(Referring expression data)
Content starts

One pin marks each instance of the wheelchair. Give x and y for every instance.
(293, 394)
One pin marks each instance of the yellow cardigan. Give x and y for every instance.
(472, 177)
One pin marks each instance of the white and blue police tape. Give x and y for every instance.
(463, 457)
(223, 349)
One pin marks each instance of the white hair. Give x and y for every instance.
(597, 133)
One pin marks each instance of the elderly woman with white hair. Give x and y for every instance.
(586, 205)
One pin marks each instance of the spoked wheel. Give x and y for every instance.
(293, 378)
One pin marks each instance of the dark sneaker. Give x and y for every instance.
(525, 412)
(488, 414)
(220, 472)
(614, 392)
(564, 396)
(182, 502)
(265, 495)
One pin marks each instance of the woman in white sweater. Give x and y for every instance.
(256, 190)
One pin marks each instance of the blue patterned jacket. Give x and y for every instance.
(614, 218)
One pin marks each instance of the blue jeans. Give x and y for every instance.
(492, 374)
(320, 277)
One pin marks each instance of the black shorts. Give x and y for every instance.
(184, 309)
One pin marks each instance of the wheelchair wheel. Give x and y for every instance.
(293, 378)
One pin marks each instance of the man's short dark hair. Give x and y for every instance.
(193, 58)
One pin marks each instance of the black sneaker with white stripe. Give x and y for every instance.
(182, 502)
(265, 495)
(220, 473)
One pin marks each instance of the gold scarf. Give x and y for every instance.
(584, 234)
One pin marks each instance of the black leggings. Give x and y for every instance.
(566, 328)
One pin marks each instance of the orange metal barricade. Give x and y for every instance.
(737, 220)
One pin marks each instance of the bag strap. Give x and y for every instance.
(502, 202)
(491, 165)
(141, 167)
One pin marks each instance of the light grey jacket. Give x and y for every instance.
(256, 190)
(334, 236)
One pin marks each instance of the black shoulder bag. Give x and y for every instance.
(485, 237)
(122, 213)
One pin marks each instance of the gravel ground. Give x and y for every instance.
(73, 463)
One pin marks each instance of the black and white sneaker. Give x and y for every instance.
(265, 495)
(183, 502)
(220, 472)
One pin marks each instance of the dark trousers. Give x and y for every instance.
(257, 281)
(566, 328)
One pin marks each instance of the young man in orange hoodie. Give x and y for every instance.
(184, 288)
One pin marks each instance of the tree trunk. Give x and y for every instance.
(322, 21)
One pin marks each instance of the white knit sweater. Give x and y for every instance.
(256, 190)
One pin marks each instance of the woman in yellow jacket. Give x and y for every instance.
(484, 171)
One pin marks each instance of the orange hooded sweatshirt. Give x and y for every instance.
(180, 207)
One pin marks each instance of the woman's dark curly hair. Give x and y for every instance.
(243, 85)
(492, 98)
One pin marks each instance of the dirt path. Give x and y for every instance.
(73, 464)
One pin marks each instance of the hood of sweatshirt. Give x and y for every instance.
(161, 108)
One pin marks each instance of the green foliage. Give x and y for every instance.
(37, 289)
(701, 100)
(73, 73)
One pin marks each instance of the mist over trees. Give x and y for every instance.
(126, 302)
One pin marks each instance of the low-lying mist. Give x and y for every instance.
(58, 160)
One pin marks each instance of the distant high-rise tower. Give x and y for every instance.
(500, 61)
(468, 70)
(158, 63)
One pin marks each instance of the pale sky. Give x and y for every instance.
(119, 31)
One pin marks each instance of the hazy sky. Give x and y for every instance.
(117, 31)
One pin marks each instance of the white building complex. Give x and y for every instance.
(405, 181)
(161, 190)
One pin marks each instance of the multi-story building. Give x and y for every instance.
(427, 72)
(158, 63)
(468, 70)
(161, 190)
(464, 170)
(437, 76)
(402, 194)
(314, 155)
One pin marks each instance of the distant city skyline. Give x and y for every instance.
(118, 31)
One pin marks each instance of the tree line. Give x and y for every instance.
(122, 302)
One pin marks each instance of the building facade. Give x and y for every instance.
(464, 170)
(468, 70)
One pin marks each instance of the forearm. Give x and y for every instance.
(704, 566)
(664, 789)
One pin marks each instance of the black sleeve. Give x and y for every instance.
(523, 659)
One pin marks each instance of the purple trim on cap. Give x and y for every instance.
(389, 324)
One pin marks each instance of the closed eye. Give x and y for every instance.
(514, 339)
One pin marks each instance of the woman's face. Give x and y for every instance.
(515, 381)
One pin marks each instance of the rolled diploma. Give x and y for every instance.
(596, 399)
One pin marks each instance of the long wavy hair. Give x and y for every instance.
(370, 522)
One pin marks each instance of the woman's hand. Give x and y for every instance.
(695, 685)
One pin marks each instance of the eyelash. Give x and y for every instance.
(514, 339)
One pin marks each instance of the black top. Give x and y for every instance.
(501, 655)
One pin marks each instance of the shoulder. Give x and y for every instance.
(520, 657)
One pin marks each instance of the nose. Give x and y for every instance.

Content ends

● **Problem details**
Every entry shown above should be transcribed without alteration.

● **Exercise result**
One pin marks each instance of the wheelchair. Give x and y for every instance.
(293, 394)
One pin marks each instance of the yellow cardigan. Give x and y for every instance.
(472, 177)
One pin marks each instance of the white and blue police tape. Give x and y for every instance.
(463, 457)
(223, 349)
One pin marks each instance of the white hair. Give x and y for every instance.
(597, 133)
One pin marks each instance of the elderly woman with white hair. Give x and y for every instance.
(586, 205)
One pin marks each instance of the spoked wheel. Give x and y for every instance.
(293, 378)
One pin marks each instance of the dark sneaker. Give x and y for every instance.
(525, 412)
(488, 414)
(220, 472)
(614, 392)
(564, 396)
(182, 502)
(265, 495)
One pin marks each instance of the woman in white sweater. Give x and y for every instance.
(256, 190)
One pin marks each instance of the blue patterned jacket. Give x and y for every instance.
(614, 218)
One pin marks each instance of the blue jeans. Give x and y for every instance.
(492, 374)
(320, 277)
One pin marks each instance of the black shorts. Give x and y for every instance.
(184, 309)
One pin marks each instance of the wheelchair wheel. Give x and y for every instance.
(293, 378)
One pin marks each instance of the man's short dark hair. Give x and y for every instance.
(193, 58)
One pin marks each instance of the black sneaker with white stripe. Give x and y for every instance.
(182, 502)
(265, 495)
(220, 473)
One pin marks each instance of the gold scarf. Give x and y for every instance.
(584, 234)
One pin marks each instance of the black leggings. Give x and y for every instance.
(566, 328)
One pin marks each instance of the orange metal barricade. Give x and y for every instance.
(737, 220)
One pin marks each instance of the bag strap. Give x and y for every instance.
(502, 202)
(491, 165)
(141, 167)
One pin marks each instance of the light grey jacket. Give x and y for every instance.
(256, 190)
(334, 236)
One pin marks each instance of the black shoulder bag. Give x and y for every instance.
(485, 237)
(122, 213)
One pin marks each instance of the gravel ground. Give x and y for every instance.
(73, 463)
One pin marks each instance of the black and white sneaker. Give x and y for every instance.
(265, 495)
(183, 502)
(220, 472)
One pin marks each instance of the dark trousers. Give x and y for every instance.
(257, 281)
(566, 328)
One pin marks each instance of the young man in orange hoodie. Give x and y for every instance.
(184, 288)
One pin marks each instance of the tree trunk. Give x and y for every instance.
(322, 21)
One pin marks each instance of the white knit sweater. Give x and y for every instance.
(256, 190)
One pin marks each instance of the woman in yellow jacket. Give x and y for every instance.
(484, 171)
One pin marks each instance of the orange hooded sweatshirt. Give x and y for every instance.
(180, 207)
One pin marks each instance of the woman's dark curly hair. Give x and y for every instance.
(243, 85)
(492, 98)
One pin marks each instance of the dirt path. Give x and y for every instance.
(73, 464)
One pin marks each instance of the hood of sweatshirt. Give x and y for every instance.
(161, 108)
One pin marks each instance of the green foliage. Give x and y for every instance.
(37, 289)
(701, 100)
(73, 73)
One pin marks each instance of the mist over trees. Give x and y for every instance.
(126, 302)
One pin marks each instance of the low-lying mist. Give x and y for every instance.
(58, 160)
One pin marks each instance of the distant high-rise tower. Give x and y for every instance.
(500, 61)
(468, 70)
(158, 63)
One pin marks each instance of the pale sky. Give x and y for every instance.
(119, 31)
One pin marks each instance of the hazy sky. Give x and y for every instance.
(117, 31)
One pin marks each instance of the white building complex. Give x and y for every instance.
(405, 181)
(161, 190)
One pin marks each instance of the multi-story building. Give x and y for every instance.
(427, 72)
(158, 63)
(468, 70)
(161, 190)
(464, 170)
(437, 76)
(402, 194)
(314, 155)
One pin marks each instance of the distant city skyline. Give x and y for every instance.
(118, 31)
One pin marks each instance of the tree line. Give x and y for every instance.
(122, 302)
One pin marks each instance of the building facade. Give x and y for every instance.
(464, 170)
(468, 70)
One pin marks each instance of the forearm. Give x and y for every instance.
(704, 566)
(664, 789)
One pin marks each instance of the black sleeve. Give x and y for every instance.
(523, 659)
One pin marks each instance of the purple trim on cap. Give x and y for every instance.
(389, 324)
One pin marks each instance of the closed eye. Give x and y for every instance.
(514, 339)
One pin marks each instance of the woman's face. Give x and y for every instance.
(515, 381)
One pin marks each instance of the rolled diploma. Give x and y for every instance.
(596, 399)
One pin marks each instance of the long wavy hair. Give x and y for every instance.
(370, 522)
One pin marks each instance of the woman's hand. Give x and y for every instance.
(695, 685)
One pin marks each instance of the eyelash. Give x and y for every instance.
(514, 339)
One pin marks each instance of the black top. Give x and y for every instance.
(501, 655)
One pin marks each instance of the shoulder. Give x and y for every instance.
(520, 657)
One pin marks each instance of the nose. Give x and y for every instance.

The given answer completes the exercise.